Directions for this task:
Please copy the records below word for word, reproducing every line without any change.

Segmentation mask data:
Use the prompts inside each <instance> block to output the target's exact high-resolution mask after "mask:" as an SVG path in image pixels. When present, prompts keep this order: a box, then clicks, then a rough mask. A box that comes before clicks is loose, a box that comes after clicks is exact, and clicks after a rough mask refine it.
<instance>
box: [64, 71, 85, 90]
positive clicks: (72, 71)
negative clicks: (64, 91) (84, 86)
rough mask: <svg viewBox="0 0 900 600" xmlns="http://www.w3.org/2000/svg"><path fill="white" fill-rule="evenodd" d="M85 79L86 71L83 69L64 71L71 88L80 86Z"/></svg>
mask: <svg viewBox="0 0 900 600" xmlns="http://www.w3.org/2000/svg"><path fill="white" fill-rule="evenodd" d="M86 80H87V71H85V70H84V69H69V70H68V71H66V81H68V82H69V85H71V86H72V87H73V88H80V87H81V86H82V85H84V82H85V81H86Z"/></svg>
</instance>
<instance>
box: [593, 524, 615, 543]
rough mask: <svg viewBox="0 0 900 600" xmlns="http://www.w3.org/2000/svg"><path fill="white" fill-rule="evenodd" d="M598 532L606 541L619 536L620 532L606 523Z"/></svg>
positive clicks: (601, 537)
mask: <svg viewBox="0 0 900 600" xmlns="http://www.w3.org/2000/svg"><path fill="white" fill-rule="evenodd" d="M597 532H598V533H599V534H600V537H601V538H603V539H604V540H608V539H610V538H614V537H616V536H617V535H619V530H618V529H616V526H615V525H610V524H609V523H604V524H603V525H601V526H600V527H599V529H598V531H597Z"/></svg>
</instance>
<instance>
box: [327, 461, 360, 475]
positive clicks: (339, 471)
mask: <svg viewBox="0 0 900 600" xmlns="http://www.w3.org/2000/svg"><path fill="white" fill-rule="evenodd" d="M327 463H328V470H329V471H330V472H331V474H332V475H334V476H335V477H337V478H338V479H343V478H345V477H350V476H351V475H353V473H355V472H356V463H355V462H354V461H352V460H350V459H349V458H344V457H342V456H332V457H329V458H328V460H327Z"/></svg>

Task answer:
Use the prompts inside each <instance> block to output the target's exact high-resolution mask after "mask:" as an SVG path in image pixels. When present, prompts keep this order: a box, then clicks, then a rough mask. A box that comes before clicks is loose, a box that comes after clicks is exact, and clicks after a rough mask refine it.
<instance>
box: [64, 71, 85, 90]
positive clicks: (72, 71)
negative clicks: (64, 91) (84, 86)
rough mask: <svg viewBox="0 0 900 600" xmlns="http://www.w3.org/2000/svg"><path fill="white" fill-rule="evenodd" d="M85 79L86 71L83 69L64 71L71 88L80 86Z"/></svg>
mask: <svg viewBox="0 0 900 600" xmlns="http://www.w3.org/2000/svg"><path fill="white" fill-rule="evenodd" d="M86 80H87V71H85V70H84V69H69V70H68V71H66V81H68V82H69V85H71V86H72V87H73V88H80V87H81V86H82V85H84V82H85V81H86Z"/></svg>
</instance>
<instance>
box: [593, 524, 615, 543]
rough mask: <svg viewBox="0 0 900 600" xmlns="http://www.w3.org/2000/svg"><path fill="white" fill-rule="evenodd" d="M598 532L606 541L619 536L620 532L606 523Z"/></svg>
positive clicks: (601, 537)
mask: <svg viewBox="0 0 900 600" xmlns="http://www.w3.org/2000/svg"><path fill="white" fill-rule="evenodd" d="M597 532H598V533H599V534H600V537H601V538H603V539H604V540H608V539H610V538H614V537H616V536H617V535H619V530H618V529H616V526H615V525H610V524H609V523H604V524H603V525H601V526H600V527H599V529H598V531H597Z"/></svg>
</instance>
<instance>
box: [327, 461, 360, 475]
positive clicks: (339, 471)
mask: <svg viewBox="0 0 900 600" xmlns="http://www.w3.org/2000/svg"><path fill="white" fill-rule="evenodd" d="M327 463H328V470H329V471H330V472H331V474H332V475H334V476H335V477H337V478H338V479H343V478H345V477H350V476H351V475H353V473H355V472H356V463H355V462H354V461H352V460H350V459H349V458H344V457H342V456H332V457H329V458H328V460H327Z"/></svg>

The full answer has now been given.